**Task to complete**
Copy the material below exactly, but only from the line with "of the overcast" onward, the final line included.

**Task inputs**
------------
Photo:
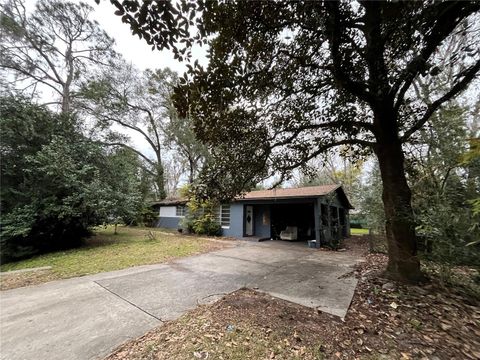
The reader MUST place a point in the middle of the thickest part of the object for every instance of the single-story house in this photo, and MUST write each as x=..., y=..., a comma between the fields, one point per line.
x=307, y=213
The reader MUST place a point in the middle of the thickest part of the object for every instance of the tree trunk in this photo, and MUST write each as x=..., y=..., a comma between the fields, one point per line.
x=403, y=263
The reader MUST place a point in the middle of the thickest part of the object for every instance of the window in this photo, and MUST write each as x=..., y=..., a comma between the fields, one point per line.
x=180, y=210
x=224, y=217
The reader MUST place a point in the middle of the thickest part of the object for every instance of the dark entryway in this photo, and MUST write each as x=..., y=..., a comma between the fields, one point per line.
x=293, y=215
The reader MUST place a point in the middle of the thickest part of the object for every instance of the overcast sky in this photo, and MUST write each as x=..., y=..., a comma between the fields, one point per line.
x=132, y=47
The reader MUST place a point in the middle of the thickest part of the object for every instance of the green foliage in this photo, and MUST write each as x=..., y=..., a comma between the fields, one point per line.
x=56, y=183
x=201, y=217
x=137, y=101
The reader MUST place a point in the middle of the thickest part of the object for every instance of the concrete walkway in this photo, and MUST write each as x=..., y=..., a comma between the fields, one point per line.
x=87, y=317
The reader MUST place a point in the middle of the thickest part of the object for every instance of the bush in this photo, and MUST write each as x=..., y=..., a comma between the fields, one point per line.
x=207, y=225
x=201, y=217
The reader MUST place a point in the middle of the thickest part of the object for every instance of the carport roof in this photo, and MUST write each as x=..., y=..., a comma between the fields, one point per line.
x=291, y=193
x=302, y=192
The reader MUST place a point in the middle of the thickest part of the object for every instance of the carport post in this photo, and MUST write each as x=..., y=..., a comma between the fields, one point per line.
------------
**Exercise response**
The reader MUST place a point in the middle of the thickest part of the object for every instance of the overcast sky in this photo, and MUST write each as x=..., y=..., a comma between the fields, one point per line.
x=132, y=47
The reader MUST place a point in the middle of the thickest part of the object for every instance of the green foliage in this photo, and MUST write each as x=..., y=..., a comma between the fields, one point per line.
x=56, y=183
x=201, y=217
x=137, y=101
The reader MUST place a point in the middle of the thickest part of the object for every instance of the concrete walkway in this photo, and MUST write each as x=..., y=..., a comma between the fields, one point per line.
x=87, y=317
The reader MUST place a point in the middle of the thickest part of the object for every instance of the bush in this photo, and MUST write each as x=..., y=..., a comma between the fields, one point per line.
x=207, y=225
x=201, y=217
The reader MUST place a point in the middle of the thickest part of the object for every instance of the carport roof in this photo, and MUST write each as x=..., y=..., a comma between the fields, one point per line.
x=291, y=193
x=302, y=192
The reader MUST place a point in the middle of the thickest part of the object for every instance of the carport post in this photo, and MUST write each as x=..., y=..., a comma between the fields, one point per line.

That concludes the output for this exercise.